At TTR, where I work, we train people to love, listen, discern and respond. Our loving and listening that day allowed us to discern that this young man needed to know that he was not alone, that he was loved and so that's what we did.

We discerned that we needed to find out more about what he loved, what he enjoyed, why was he work and what was he working for (we're all working for something). As our meal came to an end, my sweet man had told him they needed to hang out, we had found out that he loved to write and that he was open to another visit! Awesome!

The ball is in his hands, as he has our number and contact information, but before we left, he was hugged and encouraged, and I pray he saw a Christ that is loving, not pushy, who listens and cares and will love above all!

Will you pray with me for this young man? Pray that he is encouraged that true love and healing come from Christ.

As we walked away, the Lord told me to pray that he is set free. Lord I pray he's set free and what's even more ironic, shortly after that, I had my own experience with grace and love and come to find out I need to be set free from fear, no new surprise, but just a constant reminder that only Jesus can set us free. 

So if the Son sets you free, you will be free indeed. John 8:36

Thursday, October 23, 2014

Knowledge gives you wings

So, this past weekend I had the privilege of sitting in on an Earthworks, permaculture class. I've had the chance to learn about permaculture over the past few months. . .by association. 

It's interesting how you know nothing about something and then God just injects your life with new knowledge. . .

With that said, I'm learning a ton! Like this weekend, how to build a swale and ponds. I learned what a berm, a key point, a laser level and much, much more.

Again, I'm just amazed at all the knowledge that is out there in the world, but until it crosses our paths we know nothing of it.

What is the Lord looking to teach you? For me, He's asking me to be silent. And don't laugh since my writing might be construed as being noisy. But He's actually asking me to be quiet with Him, to be quiet in my head, to get to that mountain top with Him, where He can speak to me. How cool!

I'm not there yet, I can't see the top, but I'm climbing, not striving. Or then again, sometimes striving and not climbing. It's a battle, but it's worth it. 

I'm also not yet an expert in permaculture, but I'm learning, more and more as I go.

It's never to late to learn. . .whether it permaculture . . .or discerning the voice of God, get out there and listen up!



"Ignorance is the curse of God; knowledge is the wing wherewith we fly to heaven."
William Shakespeare

Wednesday, October 15, 2014

Love your neighbor

This past Saturday, I had the privilege to see Jen Hatmaker speak at the Go Girl! Women's Conference at Fellowship Dallas Bible Church. While I did not take notes, therefore I can't possibly begin to redeem her entire message, the parts I did glean from it was to Love your Neighbor. Ya know, a commandment of our Lord and Savior.

Well, sounds great! Right now, I'm loving my little neighbor Kyoshi (my boyfriend's dog) as he sits next to me. Earlier today, I loved my neighbor at the coffee shop while I worked, greeting her politely and allowing her to sit next to me at the community table/lounge area. And early this morning I loved my neighbor (my housemate) by getting out the house so she could sleep (as she's been working nights). So check, done...

Not so fast lady, that's what my conscious says...and then it starts to ask these questions?
===
■ GOAL A ■
According to the blog text, what did the writer learn to build during the weekend permaculture class?
■ GOAL B ■
In the listing, reproduce the lines from the line with "Question. Put a marker on each instance of the rough" through the end of the listing, replacing "photograph" with "image" and leaving everything else unchanged. Omit the pictures.

Coordinate annotation records
===
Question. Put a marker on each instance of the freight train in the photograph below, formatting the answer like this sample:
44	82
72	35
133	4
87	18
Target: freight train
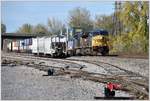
75	42
88	43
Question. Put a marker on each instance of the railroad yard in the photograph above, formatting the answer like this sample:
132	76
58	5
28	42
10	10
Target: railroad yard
24	77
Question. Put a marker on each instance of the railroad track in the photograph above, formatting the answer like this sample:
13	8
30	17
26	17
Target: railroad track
135	87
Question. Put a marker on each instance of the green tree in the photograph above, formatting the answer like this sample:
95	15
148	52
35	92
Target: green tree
40	29
25	29
3	28
80	17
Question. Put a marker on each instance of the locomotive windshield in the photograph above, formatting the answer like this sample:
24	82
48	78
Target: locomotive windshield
99	32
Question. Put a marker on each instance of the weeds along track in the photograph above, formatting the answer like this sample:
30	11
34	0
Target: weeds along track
132	82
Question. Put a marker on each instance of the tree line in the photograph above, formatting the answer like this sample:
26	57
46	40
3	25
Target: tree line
133	17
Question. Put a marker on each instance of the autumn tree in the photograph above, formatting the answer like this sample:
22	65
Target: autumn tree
55	26
26	29
104	22
80	17
40	29
3	28
134	16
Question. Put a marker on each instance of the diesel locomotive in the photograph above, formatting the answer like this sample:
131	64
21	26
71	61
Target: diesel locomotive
87	43
75	42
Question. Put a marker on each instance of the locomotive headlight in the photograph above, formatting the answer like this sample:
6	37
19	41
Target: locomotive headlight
100	37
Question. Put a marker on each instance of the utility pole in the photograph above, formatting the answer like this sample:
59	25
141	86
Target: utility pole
116	19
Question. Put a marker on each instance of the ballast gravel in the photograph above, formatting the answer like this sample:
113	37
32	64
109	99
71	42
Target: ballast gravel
27	83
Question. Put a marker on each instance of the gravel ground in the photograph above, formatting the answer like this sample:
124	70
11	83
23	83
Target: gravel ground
140	66
25	83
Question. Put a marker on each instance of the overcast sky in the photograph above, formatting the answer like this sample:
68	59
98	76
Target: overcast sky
16	13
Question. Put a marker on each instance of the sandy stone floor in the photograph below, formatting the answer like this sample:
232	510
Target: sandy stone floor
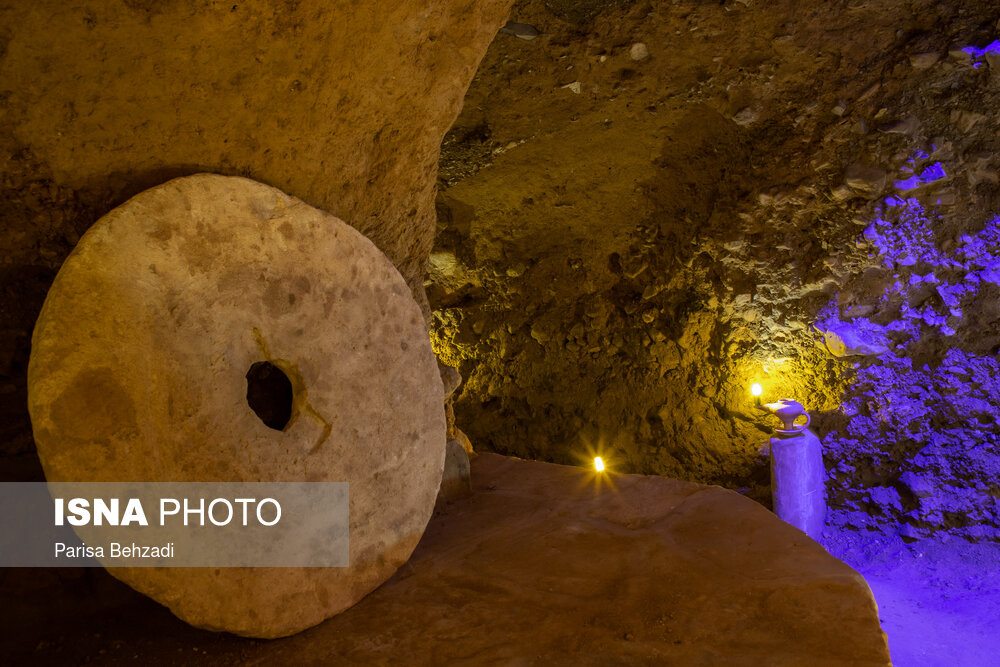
541	565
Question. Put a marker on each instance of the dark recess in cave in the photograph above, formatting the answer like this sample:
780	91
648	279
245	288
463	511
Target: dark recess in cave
269	394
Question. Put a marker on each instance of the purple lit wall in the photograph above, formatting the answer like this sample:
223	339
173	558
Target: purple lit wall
921	431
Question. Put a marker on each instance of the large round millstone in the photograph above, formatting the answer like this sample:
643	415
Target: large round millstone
169	346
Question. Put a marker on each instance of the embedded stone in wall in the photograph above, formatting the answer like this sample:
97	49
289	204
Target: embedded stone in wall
215	329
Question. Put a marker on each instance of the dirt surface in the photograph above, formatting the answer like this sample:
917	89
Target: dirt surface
543	564
644	211
938	599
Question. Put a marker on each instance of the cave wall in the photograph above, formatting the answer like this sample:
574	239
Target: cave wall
341	104
649	207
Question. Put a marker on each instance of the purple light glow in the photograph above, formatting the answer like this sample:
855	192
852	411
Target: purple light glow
921	431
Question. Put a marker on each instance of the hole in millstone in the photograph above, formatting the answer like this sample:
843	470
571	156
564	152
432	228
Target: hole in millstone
269	394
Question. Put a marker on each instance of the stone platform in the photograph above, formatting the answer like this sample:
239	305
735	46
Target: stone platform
549	565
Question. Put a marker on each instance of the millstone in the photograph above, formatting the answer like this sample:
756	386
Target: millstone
164	344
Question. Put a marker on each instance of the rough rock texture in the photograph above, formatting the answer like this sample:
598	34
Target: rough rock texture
340	104
687	575
802	198
138	368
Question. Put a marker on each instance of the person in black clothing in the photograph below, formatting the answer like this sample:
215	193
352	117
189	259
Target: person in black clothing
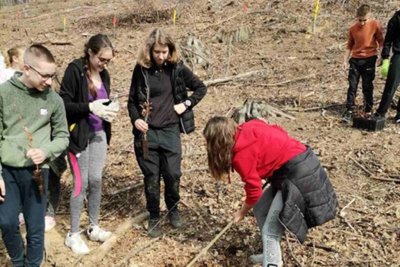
===
■ SOLUTION A ■
A swale and ponds.

■ SOLUTION B ■
Question. Put a marker on each instance of the rough rock texture in the image above, formatting the answer like this sample:
598	34
Target: rough rock texture
340	104
687	575
802	198
138	368
Question. Put a marker on each instance of the person in black clothing in the image below, formatting the answer like this sample:
215	193
352	117
189	259
Target: person in black clothing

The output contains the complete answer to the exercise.